Pfizer Inc, world's largest pharmaceutical company, has suffered major setback in sales during the first half of 2007on account of loss of market exclusivity for Zoloft and Norvasc. The company's revenue for the first half ended June 2007 improved only by 0.3 per cent to US$ 23,558 million from $23,488 million in the corresponding period of last year. The net profit declined by 28.6 per cent to $4,659 million from $6,526 million. The earning per share also came down to $0.67 from $0.86 in the last period.

The sales of Lipitor in US declined by eight per cent to $3,521 million and that of Norvasc went down by 55 per cent to $529 million in the first half of 2007. The sales of cardiovascular and metabolic diseases products declined by 10 per cent to $ 4,764 in US and that of worldwide declined by 3 per cent to $9,238 million. The sales of Central Nervous System disorders products in the US declined by 47 per cent to $1,133 million and worldwide sales went down by 26 per cent to $2,419 million.

Jefrey Kindler, chairman and CEO, said, "While there's no question that we faced difficult challenges in the second quarter of 2007 - including the impact of the loss of US exclusivity for Zoloft and Norvasc, the timing of some expenses and Lipitor's performance in the US - we're still on track to meet our previously announced 2007 and 2008 revenue and adjusted diluted EPS goals. This underscores our ability to meet our goals despite a highly competitive and complex environment."

He said, "In particular, Chantix, Sutent and Lyrica, all innovative medicines gaining wider acceptance in their markets, performed well and delivered better-than-expected results. And I am encouraged by the progress we are making on the immediate priorities we outlined last January to strengthen our near and long-term performance."

Kindler continued, "The decline in second-quarter 2007 adjusted earnings was due to two main factors: A difficult comparison to the year-ago period, given the Zoloft and Norvasc loss of US exclusivity since that time, as well as our payments to Bristol-Myers Squibb in connection with our collaboration to develop and commercialise apixaban, an important opportunity in cardiovascular medicine where we have a strong presence."

"In addition, Lipitor, our most prescribed product, did not meet our expectations for the quarter. Worldwide Lipitor sales declined by 13 per cent in the second quarter of 2007 as compared to the same quarter last year, as a 5 per cent growth in the international markets was more than offset by a 25 per cent decline in the US. Our US Lipitor performance in the second quarter was negatively impacted by two factors we had highlighted in the first quarter of 2007 as positively impacting the brand. These two factors - changes in the US wholesaler inventory levels and differences in reconciliation of internal and external data that are normally seen each quarter to varying degrees - accounted for approximately 50 per cent of the revenue decline in the US and are not expected to have a negatives impact on US performance over the second half of the year. Other contributing factors to the second quarter's performance include the decreased level of prescriptions as well as increased rebates associated with our more flexible contracting activity."

## [Given records]
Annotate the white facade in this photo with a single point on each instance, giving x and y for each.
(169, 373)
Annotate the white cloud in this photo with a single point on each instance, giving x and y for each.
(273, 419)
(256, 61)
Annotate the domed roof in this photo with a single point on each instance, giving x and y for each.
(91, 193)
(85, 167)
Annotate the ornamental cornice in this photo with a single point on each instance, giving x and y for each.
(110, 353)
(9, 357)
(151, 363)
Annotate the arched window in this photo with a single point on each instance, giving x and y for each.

## [Task item]
Duplicate the stretch of the passage on Pfizer's first-half 2007 results from "Pfizer Inc, world's" through "the last period.", leaving every word unchanged. The entries have nothing to do with what comes next.

## [Answer for this exercise]
Pfizer Inc, world's largest pharmaceutical company, has suffered major setback in sales during the first half of 2007on account of loss of market exclusivity for Zoloft and Norvasc. The company's revenue for the first half ended June 2007 improved only by 0.3 per cent to US$ 23,558 million from $23,488 million in the corresponding period of last year. The net profit declined by 28.6 per cent to $4,659 million from $6,526 million. The earning per share also came down to $0.67 from $0.86 in the last period.